» Source data:
Segment Open

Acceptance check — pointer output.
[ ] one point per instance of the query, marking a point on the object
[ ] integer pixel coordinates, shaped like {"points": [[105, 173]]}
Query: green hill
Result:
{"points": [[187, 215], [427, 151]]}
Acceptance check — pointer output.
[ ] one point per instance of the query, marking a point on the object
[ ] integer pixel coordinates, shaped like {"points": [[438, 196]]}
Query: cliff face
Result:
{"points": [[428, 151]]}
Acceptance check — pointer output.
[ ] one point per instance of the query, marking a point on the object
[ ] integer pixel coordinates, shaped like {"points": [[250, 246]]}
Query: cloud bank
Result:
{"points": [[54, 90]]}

Segment Closed

» What the exercise asks:
Reproduce the lines of the entries above from the one with "Query: green hill" to the one with "Query: cliff face", both included, exactly and without any other line.

» Solved exercise:
Query: green hill
Result:
{"points": [[187, 215], [427, 151]]}
Acceptance check — pointer output.
[ ] one point per instance of the query, marking a point on the object
[ ] integer pixel coordinates, shaped like {"points": [[438, 196]]}
Query: cliff face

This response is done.